Data records: Begin

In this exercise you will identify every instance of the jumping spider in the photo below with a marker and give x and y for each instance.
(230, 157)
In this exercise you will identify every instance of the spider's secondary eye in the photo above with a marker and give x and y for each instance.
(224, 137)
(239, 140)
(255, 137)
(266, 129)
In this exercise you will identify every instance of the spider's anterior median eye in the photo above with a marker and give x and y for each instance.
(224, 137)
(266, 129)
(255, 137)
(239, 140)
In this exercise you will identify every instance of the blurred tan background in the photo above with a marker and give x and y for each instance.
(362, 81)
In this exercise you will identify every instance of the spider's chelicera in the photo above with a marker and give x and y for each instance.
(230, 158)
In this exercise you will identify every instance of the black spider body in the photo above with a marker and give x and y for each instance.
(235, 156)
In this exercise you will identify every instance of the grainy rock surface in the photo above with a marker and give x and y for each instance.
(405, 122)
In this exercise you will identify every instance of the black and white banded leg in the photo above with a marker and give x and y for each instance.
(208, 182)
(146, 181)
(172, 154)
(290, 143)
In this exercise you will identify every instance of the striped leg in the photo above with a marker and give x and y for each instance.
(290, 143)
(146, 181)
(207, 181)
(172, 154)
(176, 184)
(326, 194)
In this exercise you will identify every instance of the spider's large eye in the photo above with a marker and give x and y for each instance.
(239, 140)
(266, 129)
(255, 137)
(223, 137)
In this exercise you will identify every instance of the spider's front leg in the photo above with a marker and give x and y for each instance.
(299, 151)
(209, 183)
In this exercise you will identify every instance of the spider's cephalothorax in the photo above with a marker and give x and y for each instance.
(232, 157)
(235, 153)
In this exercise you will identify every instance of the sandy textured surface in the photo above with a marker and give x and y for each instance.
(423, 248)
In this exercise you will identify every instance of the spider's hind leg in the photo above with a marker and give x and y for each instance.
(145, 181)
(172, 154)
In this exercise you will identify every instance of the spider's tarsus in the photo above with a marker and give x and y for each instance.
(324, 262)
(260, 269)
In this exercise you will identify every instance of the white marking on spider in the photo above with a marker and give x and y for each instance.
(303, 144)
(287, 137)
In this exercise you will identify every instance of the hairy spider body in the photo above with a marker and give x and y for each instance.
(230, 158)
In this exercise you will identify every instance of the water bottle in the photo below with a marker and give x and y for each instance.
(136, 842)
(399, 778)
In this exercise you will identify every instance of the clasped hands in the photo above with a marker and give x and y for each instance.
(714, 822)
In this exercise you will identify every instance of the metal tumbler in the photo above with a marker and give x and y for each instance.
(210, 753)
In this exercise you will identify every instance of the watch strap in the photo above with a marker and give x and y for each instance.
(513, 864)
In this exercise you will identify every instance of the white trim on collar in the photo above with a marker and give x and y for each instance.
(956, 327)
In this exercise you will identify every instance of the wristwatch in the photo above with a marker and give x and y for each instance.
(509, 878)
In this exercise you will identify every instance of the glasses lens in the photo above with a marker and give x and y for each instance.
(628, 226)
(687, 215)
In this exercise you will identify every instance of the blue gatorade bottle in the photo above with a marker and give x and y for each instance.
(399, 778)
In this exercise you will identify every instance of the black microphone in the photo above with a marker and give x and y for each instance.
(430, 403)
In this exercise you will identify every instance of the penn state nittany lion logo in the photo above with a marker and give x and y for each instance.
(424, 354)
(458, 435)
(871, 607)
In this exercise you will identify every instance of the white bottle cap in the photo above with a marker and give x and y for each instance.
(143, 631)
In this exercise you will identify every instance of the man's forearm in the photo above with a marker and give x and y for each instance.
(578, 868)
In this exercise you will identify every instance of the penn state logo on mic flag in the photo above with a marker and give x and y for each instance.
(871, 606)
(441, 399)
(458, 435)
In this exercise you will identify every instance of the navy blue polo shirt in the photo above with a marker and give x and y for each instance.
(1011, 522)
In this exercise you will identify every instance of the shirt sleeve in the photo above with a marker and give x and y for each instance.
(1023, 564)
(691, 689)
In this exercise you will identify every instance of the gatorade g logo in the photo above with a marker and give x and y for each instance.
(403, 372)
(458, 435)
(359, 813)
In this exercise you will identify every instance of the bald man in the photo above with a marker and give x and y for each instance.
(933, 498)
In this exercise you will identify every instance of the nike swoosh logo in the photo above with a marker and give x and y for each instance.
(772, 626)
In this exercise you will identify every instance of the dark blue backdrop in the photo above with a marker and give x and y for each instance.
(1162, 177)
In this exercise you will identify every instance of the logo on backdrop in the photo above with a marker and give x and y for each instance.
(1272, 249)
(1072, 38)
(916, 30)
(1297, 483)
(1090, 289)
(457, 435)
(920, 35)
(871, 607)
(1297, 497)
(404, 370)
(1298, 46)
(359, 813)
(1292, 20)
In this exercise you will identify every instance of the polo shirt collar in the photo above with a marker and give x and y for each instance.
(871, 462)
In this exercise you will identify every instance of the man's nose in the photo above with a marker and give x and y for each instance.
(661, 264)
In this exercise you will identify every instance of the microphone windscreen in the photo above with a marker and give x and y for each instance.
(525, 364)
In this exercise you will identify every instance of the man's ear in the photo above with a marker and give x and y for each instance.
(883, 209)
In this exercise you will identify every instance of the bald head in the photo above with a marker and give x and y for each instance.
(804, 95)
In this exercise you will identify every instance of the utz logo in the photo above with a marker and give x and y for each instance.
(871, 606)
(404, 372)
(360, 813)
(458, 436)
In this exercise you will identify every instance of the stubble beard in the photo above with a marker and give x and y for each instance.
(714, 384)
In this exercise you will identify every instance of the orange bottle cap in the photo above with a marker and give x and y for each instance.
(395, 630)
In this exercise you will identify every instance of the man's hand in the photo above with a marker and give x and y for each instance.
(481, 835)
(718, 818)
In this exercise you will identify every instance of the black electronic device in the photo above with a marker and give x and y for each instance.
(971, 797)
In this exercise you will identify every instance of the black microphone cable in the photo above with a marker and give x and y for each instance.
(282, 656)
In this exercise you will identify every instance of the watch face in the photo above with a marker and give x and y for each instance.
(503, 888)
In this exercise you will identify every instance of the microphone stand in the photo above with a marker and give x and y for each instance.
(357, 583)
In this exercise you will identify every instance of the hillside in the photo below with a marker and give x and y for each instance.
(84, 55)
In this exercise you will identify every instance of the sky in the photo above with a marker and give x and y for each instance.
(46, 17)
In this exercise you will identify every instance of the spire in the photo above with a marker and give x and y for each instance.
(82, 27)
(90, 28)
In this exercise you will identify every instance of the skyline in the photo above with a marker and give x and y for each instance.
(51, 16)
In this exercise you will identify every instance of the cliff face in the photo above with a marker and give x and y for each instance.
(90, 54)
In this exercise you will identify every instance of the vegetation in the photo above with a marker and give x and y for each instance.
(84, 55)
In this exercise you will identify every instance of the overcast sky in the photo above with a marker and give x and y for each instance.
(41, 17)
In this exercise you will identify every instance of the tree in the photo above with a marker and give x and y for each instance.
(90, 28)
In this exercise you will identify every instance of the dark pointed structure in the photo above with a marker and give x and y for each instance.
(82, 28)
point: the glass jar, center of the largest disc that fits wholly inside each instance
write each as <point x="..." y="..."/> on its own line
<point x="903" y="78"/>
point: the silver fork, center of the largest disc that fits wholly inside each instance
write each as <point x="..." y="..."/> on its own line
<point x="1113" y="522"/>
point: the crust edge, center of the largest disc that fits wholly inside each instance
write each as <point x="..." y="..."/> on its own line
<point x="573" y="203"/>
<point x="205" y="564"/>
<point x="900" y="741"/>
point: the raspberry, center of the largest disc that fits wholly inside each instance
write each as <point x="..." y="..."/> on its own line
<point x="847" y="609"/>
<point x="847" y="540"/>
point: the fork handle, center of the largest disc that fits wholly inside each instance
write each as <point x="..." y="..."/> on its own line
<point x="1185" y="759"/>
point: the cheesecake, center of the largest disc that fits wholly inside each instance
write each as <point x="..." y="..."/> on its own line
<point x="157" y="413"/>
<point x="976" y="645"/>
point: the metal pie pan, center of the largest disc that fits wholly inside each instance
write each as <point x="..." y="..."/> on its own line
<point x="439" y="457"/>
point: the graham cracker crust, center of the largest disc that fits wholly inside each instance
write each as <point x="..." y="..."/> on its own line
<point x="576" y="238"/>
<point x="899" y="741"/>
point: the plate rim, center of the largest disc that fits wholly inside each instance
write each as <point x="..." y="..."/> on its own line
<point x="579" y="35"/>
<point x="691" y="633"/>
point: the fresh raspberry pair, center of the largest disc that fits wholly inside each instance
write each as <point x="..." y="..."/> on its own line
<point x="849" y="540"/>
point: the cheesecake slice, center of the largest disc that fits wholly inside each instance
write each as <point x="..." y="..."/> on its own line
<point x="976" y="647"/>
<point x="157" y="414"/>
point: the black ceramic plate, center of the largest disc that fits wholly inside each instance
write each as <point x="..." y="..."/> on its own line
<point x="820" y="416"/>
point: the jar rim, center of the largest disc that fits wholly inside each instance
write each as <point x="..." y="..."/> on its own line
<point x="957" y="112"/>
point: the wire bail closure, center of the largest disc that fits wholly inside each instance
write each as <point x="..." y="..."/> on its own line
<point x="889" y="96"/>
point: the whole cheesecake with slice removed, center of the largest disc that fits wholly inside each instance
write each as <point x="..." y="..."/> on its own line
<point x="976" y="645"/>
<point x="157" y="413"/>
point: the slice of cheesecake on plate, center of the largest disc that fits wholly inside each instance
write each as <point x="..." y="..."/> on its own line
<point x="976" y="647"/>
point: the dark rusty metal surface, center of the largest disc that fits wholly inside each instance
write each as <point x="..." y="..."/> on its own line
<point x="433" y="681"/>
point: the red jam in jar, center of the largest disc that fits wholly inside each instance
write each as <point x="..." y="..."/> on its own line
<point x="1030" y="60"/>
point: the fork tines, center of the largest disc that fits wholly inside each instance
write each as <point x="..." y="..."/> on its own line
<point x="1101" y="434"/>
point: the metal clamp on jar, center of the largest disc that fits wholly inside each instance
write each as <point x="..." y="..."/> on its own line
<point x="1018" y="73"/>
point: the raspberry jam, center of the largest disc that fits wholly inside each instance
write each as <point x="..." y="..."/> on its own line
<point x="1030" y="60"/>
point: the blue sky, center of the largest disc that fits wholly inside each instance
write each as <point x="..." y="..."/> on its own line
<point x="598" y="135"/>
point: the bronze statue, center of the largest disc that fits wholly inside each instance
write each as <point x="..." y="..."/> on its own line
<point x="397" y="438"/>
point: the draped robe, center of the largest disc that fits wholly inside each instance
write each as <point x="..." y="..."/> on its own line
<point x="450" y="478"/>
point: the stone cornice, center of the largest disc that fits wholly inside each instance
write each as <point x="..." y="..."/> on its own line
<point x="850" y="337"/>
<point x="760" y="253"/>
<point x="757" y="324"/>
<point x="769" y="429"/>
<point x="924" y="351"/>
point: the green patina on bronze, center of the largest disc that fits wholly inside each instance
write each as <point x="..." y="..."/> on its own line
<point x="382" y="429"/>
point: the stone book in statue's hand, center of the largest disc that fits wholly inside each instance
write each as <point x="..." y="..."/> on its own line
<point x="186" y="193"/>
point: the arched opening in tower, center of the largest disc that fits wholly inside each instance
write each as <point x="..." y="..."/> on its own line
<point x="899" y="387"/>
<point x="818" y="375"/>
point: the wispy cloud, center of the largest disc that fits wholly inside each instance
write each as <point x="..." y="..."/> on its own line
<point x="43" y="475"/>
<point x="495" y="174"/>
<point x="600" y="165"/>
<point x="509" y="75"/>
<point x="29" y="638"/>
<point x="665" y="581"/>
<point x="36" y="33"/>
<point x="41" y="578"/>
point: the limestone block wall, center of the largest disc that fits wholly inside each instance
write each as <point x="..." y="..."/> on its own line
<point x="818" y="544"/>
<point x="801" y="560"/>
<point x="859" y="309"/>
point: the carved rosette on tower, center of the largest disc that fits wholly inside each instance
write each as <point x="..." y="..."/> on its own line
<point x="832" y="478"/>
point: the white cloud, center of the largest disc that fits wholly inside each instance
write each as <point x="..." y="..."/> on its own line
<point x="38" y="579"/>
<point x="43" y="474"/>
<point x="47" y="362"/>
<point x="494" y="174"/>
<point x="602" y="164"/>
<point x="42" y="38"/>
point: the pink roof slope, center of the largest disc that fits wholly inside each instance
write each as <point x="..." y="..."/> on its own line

Data records: End

• [Activity]
Show every line from the listing above in which the string "raspberry" appears.

• [Solution]
point: the raspberry, center of the largest disc that fits wholly inside each instance
point: the fresh raspberry pair, center of the largest disc that fits wholly inside each instance
point: the raspberry jam, center of the largest disc that fits wholly inside each instance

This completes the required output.